#### WRITTEN REQUEST:
Please rename "wooden" to "timber" in the part of the items that opens with the line containing "Target: brown wooden conference table" and closes with the line containing "column 55, row 337". Give back only those lines, with nothing else changed.

[Object pointing dataset rows]
>> START

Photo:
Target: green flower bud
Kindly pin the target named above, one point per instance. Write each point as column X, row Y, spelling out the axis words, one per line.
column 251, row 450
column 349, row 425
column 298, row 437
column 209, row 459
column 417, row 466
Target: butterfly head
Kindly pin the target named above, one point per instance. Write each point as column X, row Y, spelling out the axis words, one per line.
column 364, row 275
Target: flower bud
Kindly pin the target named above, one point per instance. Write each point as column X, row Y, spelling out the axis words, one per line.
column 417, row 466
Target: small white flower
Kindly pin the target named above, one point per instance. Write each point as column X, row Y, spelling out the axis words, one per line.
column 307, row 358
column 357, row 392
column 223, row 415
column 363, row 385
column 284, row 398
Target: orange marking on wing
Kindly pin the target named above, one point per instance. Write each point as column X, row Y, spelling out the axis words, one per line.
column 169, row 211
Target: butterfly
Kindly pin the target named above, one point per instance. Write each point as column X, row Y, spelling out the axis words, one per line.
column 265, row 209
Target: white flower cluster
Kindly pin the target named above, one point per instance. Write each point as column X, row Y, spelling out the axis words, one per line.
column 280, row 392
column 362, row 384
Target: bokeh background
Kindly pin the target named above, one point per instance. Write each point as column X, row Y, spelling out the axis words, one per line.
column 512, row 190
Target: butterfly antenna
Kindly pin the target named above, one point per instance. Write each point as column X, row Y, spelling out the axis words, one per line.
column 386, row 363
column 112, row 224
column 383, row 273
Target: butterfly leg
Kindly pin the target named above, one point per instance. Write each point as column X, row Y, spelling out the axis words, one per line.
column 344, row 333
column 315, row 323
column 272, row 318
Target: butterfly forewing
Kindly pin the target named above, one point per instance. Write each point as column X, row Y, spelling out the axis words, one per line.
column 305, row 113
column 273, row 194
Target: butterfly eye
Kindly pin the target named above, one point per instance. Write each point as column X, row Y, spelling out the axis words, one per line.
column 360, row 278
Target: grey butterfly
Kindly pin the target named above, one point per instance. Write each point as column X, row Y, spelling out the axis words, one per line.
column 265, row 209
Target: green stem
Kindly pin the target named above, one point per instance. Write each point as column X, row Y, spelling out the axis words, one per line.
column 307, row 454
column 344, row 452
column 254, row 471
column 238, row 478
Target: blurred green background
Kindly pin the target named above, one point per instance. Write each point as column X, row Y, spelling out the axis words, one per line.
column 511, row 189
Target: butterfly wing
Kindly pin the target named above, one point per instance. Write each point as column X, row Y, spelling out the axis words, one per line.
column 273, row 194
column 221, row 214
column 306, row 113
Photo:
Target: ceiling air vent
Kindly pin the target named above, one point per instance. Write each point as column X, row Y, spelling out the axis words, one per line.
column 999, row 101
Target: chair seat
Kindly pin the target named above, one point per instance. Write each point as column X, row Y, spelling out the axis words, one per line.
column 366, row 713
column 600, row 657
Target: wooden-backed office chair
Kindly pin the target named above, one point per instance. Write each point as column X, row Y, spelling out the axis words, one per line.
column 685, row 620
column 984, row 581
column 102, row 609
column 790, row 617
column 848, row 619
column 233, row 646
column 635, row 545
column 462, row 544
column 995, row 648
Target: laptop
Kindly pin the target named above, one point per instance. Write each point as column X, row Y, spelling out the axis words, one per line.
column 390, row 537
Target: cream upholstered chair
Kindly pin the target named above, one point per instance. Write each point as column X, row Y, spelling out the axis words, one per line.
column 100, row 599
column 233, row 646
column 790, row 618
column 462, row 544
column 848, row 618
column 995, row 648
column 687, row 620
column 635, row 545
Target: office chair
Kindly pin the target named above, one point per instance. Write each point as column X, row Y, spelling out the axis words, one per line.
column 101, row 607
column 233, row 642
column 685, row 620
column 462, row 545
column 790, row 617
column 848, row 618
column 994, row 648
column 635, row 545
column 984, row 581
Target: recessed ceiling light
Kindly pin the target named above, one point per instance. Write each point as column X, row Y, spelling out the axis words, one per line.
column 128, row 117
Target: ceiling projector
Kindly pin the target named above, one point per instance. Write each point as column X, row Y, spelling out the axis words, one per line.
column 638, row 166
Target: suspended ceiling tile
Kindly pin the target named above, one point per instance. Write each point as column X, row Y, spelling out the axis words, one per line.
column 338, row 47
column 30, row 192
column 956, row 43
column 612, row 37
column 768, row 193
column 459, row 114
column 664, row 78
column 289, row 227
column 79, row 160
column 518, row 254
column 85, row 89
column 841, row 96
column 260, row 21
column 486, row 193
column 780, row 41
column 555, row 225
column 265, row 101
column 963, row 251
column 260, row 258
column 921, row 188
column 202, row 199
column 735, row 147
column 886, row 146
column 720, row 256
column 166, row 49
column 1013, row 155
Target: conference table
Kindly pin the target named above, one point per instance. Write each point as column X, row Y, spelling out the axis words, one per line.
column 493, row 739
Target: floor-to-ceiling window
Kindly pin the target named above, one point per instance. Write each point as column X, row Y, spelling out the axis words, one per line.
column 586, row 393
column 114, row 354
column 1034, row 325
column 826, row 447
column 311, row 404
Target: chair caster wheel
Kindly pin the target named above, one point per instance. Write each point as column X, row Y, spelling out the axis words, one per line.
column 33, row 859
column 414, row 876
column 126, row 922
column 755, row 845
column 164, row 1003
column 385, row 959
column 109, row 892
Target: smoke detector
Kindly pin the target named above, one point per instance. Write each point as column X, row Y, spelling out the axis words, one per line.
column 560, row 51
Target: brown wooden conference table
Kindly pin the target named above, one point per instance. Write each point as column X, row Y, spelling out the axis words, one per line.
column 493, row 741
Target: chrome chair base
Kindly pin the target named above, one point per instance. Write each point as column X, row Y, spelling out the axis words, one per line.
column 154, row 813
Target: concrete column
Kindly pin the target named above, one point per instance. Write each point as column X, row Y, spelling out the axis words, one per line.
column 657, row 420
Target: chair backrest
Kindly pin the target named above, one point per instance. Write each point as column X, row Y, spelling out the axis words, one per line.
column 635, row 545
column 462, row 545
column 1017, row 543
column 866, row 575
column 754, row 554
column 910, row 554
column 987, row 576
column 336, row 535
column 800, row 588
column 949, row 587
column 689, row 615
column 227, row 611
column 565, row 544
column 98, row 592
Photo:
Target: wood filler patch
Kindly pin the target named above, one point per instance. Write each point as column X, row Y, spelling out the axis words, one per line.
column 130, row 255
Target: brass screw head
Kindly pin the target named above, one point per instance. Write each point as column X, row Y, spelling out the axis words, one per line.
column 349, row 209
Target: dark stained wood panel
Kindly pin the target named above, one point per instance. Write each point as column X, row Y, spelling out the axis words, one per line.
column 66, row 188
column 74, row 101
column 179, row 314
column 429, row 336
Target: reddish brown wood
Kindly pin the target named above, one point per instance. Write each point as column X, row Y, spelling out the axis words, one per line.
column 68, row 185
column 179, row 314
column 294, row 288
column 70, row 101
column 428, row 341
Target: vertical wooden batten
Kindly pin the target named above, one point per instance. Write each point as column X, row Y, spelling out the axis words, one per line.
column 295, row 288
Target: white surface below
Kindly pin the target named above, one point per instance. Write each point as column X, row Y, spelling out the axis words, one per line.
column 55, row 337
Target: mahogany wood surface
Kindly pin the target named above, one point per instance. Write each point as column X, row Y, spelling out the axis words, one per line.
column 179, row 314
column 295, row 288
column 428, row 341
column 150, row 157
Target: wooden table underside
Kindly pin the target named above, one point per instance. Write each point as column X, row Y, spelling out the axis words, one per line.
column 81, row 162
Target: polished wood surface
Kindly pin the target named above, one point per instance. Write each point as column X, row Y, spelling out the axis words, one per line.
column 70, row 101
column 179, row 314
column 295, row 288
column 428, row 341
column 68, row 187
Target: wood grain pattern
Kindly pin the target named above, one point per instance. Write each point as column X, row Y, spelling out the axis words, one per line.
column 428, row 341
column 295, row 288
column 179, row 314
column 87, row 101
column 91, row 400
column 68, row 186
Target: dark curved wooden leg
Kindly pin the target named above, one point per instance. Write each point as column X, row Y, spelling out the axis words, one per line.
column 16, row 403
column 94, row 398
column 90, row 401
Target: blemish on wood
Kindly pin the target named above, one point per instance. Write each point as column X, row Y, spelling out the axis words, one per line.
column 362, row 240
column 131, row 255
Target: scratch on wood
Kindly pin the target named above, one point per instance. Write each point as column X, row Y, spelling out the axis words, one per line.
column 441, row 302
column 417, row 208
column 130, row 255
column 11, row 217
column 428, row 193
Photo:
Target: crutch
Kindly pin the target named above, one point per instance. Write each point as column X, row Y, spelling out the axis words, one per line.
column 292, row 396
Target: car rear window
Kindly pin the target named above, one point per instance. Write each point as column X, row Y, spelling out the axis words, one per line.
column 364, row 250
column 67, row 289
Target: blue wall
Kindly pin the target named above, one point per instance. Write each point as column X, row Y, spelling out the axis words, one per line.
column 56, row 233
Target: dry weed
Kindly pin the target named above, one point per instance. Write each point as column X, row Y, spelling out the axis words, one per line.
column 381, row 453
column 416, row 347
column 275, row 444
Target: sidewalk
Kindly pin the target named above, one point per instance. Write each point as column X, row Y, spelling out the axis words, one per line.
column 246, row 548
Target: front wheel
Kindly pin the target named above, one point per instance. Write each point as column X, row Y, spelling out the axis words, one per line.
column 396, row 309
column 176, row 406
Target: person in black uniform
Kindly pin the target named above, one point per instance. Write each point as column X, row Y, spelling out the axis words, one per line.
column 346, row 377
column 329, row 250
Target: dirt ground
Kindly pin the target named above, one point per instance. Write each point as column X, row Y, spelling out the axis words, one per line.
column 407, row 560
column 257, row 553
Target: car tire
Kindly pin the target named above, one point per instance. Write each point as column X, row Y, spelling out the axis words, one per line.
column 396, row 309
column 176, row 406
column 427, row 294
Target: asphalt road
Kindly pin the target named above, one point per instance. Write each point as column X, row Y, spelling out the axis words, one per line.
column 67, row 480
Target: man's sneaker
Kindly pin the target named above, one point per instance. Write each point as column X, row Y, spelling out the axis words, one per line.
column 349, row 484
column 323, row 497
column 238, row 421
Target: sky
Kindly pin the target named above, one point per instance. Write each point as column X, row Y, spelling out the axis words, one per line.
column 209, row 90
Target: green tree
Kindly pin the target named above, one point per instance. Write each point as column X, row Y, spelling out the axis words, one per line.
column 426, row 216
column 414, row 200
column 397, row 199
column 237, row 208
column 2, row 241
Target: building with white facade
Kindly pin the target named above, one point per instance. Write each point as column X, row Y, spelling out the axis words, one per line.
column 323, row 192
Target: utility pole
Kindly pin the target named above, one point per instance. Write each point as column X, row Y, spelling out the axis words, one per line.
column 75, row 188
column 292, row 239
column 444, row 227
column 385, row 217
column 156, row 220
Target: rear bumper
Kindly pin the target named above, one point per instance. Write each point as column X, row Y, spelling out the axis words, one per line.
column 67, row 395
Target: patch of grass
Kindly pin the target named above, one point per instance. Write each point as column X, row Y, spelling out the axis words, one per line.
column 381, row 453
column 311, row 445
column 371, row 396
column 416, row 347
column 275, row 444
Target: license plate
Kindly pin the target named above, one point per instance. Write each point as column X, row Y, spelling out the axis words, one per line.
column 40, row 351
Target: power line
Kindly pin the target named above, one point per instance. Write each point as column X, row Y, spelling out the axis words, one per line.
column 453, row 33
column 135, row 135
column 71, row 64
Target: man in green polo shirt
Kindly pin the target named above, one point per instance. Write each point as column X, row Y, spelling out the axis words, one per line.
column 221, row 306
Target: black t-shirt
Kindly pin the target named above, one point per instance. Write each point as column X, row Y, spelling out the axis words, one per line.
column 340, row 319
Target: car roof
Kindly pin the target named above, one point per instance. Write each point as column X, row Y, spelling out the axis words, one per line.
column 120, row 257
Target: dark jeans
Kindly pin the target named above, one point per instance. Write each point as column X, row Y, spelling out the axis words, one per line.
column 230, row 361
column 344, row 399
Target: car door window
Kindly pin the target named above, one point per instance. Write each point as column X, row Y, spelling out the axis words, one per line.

>> END

#### EXERCISE ANSWER:
Target: brown timber conference table
Kindly pin the target named above, one point per instance. Write each point as column X, row Y, spelling out the axis words, one per line.
column 493, row 741
Target: chrome chair base
Kindly pin the target named above, one point per instance. Write each point as column X, row Y, spelling out the axis words, one per line.
column 154, row 813
Target: concrete column
Kindly pin the target named above, one point per instance. Write each point as column X, row Y, spelling out the axis words, one per line.
column 657, row 420
Target: chair backrest
Kindly pin the target named above, one point per instance. Write each point as column X, row Y, spelling out the axis words, one per line.
column 635, row 545
column 462, row 545
column 1017, row 543
column 866, row 575
column 754, row 554
column 910, row 554
column 987, row 576
column 336, row 535
column 800, row 588
column 949, row 587
column 689, row 615
column 227, row 611
column 565, row 544
column 98, row 592
Photo:
Target: wood filler patch
Kindly pin the target named above, one point per instance. Write each point as column X, row Y, spelling out the axis words, one per line.
column 130, row 255
Target: brass screw head
Kindly pin the target named above, one point per instance. Write each point as column X, row Y, spelling out the axis words, one per line.
column 349, row 209
Target: dark stained wood panel
Kindly pin the target named above, one point per instance. Write each point as column X, row Y, spelling out the axis words, one per line.
column 66, row 188
column 74, row 101
column 179, row 314
column 429, row 336
Target: reddish brown wood
Kindly pin the target named above, one point per instance. Write each point as column X, row Y, spelling out the axis words, one per line.
column 68, row 185
column 179, row 314
column 294, row 288
column 70, row 101
column 428, row 341
Target: vertical timber batten
Kindly pin the target named above, one point per instance. Write each point as column X, row Y, spelling out the axis words, one per line.
column 295, row 288
Target: white surface below
Kindly pin the target named above, one point per instance. Write each point as column X, row Y, spelling out the axis words, one per line.
column 55, row 337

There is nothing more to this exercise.